• _ACCIONES REQUERIDAS_
• a. En el texto sobre el fuego del Espíritu Santo, ¿de qué manera regresan a Jerusalén los dos discípulos el día de Pascua?
• b. Retome el texto sobre el fuego del Espíritu Santo a partir de la última oración que se muestra.

• _FRAGMENTO DE LECTURA_
#####
Así de sencillo. Si tocas el fuego te quemas. Y si no te quema es que no era fuego. Por eso se nota que muchas de las cosas que hacemos en la Iglesia no están ungidas por el Espíritu Santo, porque te dejan indiferente, porque no te queman. Y no digo que están mal o que quienes las hacemos no tengamos buena intención, y por supuesto que Dios es Dios y se vale de todo. Pero hay que reconocer que todo el esfuerzo del mundo no suple ni iguala la acción del Espíritu Santo. ¿Por qué? Porque cuando el Espíritu Santo es de quien procede, quien sostiene y quien lleva a término nuestras acciones, entonces todo lo ordinario se convierte en extraordinario, lo pequeño se hace grande, por el amor con que lo hacemos. Lo hacemos mejor o peor pero ardiendo en amor.

Cristo tiene el corazón que le arde de amor y por eso puede encender el corazón de aquellos con los que se topa. “¿No ardía nuestro corazón mientras nos hablaba y nos explicaba las Escrituras por el camino?” – comentan entre ellos los dos discípulos mientras vuelven transformados a Jerusalén el día de Pascua, después de haberse sentado a la mesa con el Resucitado. Así vuelven ellos “con el corazón encendido” porque un fuego enciende otro fuego.

Para esto dice Jesús que ha venido al mundo, para prenderle fuego. Pero el fuego del que habla Jesús no es un fuego destructor como el que sugiere el apóstol Juan que deberían hacer caer desde el cielo sobre una ciudad de Samaría, en castigo por el rechazo que mostraron a los amigos de Jesús. No es un fuego destructor, sino que, al contrario, este fuego es renovador y purificador. Es un fuego que da vida. Y Jesús ha dicho que ha venido al mundo para que tengamos vida y vida en abundancia. Por eso puede decir también que ha venido a prender fuego a la tierra y manifestar su celo, su anhelo más profundo: “¡Y cuánto deseo que ya esté ardiendo!”. Pentecostés es el gran acontecimiento del fuego del Espíritu Santo, pero no hay un único pentecostés, el del cenáculo; muy al contrario, el libro de los Hechos de los Apóstoles nos relata varias ocasiones en las que el Espíritu Santo se derrama sobre judíos y gentiles y “hace retumbar la casa donde se encontraban”.
#####
[Etiquetas de puntos de objetos]

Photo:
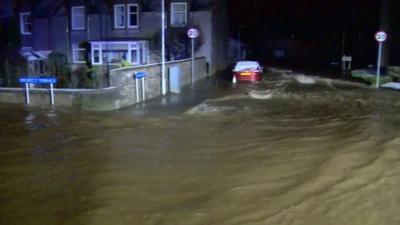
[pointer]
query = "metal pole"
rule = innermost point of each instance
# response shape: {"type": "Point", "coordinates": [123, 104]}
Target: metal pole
{"type": "Point", "coordinates": [137, 90]}
{"type": "Point", "coordinates": [28, 101]}
{"type": "Point", "coordinates": [143, 90]}
{"type": "Point", "coordinates": [52, 93]}
{"type": "Point", "coordinates": [378, 68]}
{"type": "Point", "coordinates": [192, 60]}
{"type": "Point", "coordinates": [163, 81]}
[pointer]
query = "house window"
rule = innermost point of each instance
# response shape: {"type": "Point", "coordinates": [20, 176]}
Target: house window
{"type": "Point", "coordinates": [133, 15]}
{"type": "Point", "coordinates": [78, 18]}
{"type": "Point", "coordinates": [78, 53]}
{"type": "Point", "coordinates": [178, 14]}
{"type": "Point", "coordinates": [116, 52]}
{"type": "Point", "coordinates": [126, 16]}
{"type": "Point", "coordinates": [96, 54]}
{"type": "Point", "coordinates": [25, 23]}
{"type": "Point", "coordinates": [119, 16]}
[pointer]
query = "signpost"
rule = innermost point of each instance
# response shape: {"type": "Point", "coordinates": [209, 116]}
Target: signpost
{"type": "Point", "coordinates": [140, 76]}
{"type": "Point", "coordinates": [38, 80]}
{"type": "Point", "coordinates": [193, 33]}
{"type": "Point", "coordinates": [380, 37]}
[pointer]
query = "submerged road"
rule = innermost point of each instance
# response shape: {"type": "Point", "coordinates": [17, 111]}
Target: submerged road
{"type": "Point", "coordinates": [323, 153]}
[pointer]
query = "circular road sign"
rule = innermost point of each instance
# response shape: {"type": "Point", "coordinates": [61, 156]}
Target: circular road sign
#####
• _RESULTADOS POR TAREA_
• a. Regresan transformados, con el corazón encendido.

• b.
Por eso, porque es una auténtica sacudida a muchos los deja, literalmente hablando, por los suelos, a otros perplejos y desde luego a nadie indiferentes. Surge entonces la necesidad de explicar lo que ha sucedido y cómo ha sucedido. Es la hora del juicio, la crisis, el discernimiento y la elección. Hay que tomar partido: a favor o en contra, pero no puedes no posicionarte. Por eso dice Jesús que Él es como una piedra de tropiezo, “escándalo” propiamente hablando, una bandera discutida, ante la cual se manifiesta la verdad de los corazones. Él es esa espada penetrante que corta y separa. “¿Pensáis que he venido a traer paz a la tierra? No, sino división”. La experiencia lo corrobora. Cuando uno toma partido por Cristo, inmediatamente se convierte en alguien incómodo como el mismo Jesús lo fue. Alguien que parece obligar a todos los demás a “que se retraten”. Esto lo hemos visto en muchos padres que reaccionan con un rechazo a veces muy sorprendente y beligerante ante la madurez cristiana de sus hijos. No digamos ya si estos manifiestan interés por elegir una vida de especial consagración. Algunos preferirían algo menos radical, en definitiva, una luz que no sea un fuego o un fuego que no queme. Imposible.

Hay una canción muy popular en nuestras comunidades cuya letra reza así: “(Jesús) es imposible conocerte y no amarte, amarte y no seguirte”. Es totalmente cierto: si aquel con quien nos hemos encontrado es el verdadero Jesús, es imposible no querer agarrarle y no soltarle en el resto de tu vida. Dice la mujer del Cantar: “busqué el amor de mi vida, lo busqué sin encontrarlo… encontré el amor de mi vida, lo he abrazado y no lo dejaré jamás”. Aunque eso me lleve a la incomprensión e incluso al rechazo de mis propios familiares y amigos.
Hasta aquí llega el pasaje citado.